### Problem statement
Please rewrite the entries below as a Markdown table with the columns Row and Line, one numbered row per line with blank lines left out. Include only the part that opens with the line containing "Look at the photo above. For every instance of the spiky" and closes with the line containing "pixel 659 829", both of those lines included.

### Excerpted records
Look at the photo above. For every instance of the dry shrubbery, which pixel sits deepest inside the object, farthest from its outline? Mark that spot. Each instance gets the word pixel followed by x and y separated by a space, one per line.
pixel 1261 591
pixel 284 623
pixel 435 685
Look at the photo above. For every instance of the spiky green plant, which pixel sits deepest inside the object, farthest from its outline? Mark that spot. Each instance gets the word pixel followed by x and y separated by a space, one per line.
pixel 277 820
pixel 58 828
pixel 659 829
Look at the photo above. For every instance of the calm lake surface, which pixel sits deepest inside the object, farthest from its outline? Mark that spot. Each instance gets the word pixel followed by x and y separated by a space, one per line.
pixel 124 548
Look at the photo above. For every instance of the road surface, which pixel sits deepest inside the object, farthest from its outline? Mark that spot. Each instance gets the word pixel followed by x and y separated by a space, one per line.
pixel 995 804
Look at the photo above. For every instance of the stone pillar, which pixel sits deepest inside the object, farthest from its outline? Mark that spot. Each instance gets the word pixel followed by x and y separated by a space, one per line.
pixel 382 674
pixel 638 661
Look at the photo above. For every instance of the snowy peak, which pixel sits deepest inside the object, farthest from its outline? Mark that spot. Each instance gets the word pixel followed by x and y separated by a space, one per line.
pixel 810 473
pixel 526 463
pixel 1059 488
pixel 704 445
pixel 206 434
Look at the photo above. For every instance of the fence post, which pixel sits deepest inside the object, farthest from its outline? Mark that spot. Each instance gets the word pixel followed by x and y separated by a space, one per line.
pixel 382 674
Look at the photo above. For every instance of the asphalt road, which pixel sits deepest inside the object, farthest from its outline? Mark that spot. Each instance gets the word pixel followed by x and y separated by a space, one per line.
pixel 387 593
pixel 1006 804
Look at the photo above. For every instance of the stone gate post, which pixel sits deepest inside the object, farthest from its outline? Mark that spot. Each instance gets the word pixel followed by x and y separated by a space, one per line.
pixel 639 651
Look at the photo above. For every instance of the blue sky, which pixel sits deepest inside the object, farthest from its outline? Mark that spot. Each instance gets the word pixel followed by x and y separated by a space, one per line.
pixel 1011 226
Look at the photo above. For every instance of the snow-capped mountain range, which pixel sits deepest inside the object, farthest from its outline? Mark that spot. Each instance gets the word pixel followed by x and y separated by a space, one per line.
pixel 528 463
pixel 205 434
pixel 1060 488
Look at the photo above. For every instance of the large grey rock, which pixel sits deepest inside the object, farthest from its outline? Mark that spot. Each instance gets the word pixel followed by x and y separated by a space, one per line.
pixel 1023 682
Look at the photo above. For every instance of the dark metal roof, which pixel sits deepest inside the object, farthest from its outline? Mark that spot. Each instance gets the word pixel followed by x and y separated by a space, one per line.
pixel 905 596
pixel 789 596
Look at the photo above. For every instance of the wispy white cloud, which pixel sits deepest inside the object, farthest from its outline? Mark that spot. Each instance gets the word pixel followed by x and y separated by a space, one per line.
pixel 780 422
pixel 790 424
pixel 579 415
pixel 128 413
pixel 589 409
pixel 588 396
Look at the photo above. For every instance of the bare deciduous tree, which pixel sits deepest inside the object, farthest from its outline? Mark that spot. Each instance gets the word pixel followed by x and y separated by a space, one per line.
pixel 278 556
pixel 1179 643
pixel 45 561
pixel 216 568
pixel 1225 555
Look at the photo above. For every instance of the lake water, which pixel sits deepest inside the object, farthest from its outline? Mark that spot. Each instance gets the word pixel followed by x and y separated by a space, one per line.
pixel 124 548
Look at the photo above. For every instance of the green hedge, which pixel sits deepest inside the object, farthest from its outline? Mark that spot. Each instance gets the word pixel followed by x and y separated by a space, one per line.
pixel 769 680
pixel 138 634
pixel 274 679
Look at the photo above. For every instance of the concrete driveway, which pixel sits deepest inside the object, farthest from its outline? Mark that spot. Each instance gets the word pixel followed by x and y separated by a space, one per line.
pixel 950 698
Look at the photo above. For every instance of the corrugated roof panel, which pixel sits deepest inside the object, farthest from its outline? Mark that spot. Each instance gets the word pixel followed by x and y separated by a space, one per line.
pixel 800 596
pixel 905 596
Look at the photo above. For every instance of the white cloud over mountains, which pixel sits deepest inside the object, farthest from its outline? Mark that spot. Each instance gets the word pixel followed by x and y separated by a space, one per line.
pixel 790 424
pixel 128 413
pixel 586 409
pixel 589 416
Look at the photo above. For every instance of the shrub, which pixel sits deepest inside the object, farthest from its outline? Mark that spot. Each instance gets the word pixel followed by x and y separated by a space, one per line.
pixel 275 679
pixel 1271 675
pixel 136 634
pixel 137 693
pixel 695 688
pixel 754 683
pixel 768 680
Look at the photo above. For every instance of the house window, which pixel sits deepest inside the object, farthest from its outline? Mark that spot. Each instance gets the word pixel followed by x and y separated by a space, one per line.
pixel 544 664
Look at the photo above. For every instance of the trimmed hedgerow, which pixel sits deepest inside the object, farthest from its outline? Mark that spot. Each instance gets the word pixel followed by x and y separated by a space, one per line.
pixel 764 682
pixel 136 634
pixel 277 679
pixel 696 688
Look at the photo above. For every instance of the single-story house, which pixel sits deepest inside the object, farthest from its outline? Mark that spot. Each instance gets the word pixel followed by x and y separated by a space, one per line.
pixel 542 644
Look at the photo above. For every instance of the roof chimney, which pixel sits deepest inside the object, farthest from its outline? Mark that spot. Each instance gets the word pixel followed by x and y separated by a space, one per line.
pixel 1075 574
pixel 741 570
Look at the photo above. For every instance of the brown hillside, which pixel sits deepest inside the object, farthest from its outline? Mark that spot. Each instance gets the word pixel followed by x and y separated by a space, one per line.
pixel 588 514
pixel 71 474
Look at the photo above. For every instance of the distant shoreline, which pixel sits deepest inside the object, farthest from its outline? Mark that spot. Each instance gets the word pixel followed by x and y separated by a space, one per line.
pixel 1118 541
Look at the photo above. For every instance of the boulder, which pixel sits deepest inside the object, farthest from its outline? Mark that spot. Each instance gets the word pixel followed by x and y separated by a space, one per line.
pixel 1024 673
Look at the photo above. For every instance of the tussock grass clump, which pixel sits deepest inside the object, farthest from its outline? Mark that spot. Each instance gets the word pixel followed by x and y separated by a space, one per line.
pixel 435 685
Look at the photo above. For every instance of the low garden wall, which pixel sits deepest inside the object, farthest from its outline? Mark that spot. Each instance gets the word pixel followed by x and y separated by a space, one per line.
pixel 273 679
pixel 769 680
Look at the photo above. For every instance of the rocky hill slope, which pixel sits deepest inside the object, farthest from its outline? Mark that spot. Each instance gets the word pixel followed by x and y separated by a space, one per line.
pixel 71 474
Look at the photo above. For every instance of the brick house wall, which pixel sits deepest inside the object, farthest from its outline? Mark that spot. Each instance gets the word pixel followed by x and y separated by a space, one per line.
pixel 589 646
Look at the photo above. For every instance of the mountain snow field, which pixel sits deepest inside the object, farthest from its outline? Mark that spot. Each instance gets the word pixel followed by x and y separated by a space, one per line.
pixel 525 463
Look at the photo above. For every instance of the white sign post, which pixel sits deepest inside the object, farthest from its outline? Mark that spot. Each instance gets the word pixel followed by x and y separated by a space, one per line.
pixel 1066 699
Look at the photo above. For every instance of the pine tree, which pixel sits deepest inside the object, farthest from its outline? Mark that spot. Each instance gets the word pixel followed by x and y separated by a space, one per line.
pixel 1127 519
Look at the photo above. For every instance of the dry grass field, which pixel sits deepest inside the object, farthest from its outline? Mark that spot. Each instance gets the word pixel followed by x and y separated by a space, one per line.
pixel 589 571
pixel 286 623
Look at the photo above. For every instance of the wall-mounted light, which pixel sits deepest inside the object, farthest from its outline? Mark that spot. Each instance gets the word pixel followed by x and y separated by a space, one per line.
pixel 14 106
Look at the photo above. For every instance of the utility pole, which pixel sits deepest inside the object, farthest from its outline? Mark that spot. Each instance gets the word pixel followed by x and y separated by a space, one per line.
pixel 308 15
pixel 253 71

### Solution for this exercise
| Row | Line |
|---|---|
| 1 | Look at the photo above. For every instance of the spiky green plant, which pixel sits deepest inside the object, farthest from its outline? Mark that spot. Each instance gets the word pixel followed by x and y separated by a space, one per line. |
| 2 | pixel 277 820 |
| 3 | pixel 58 828 |
| 4 | pixel 659 829 |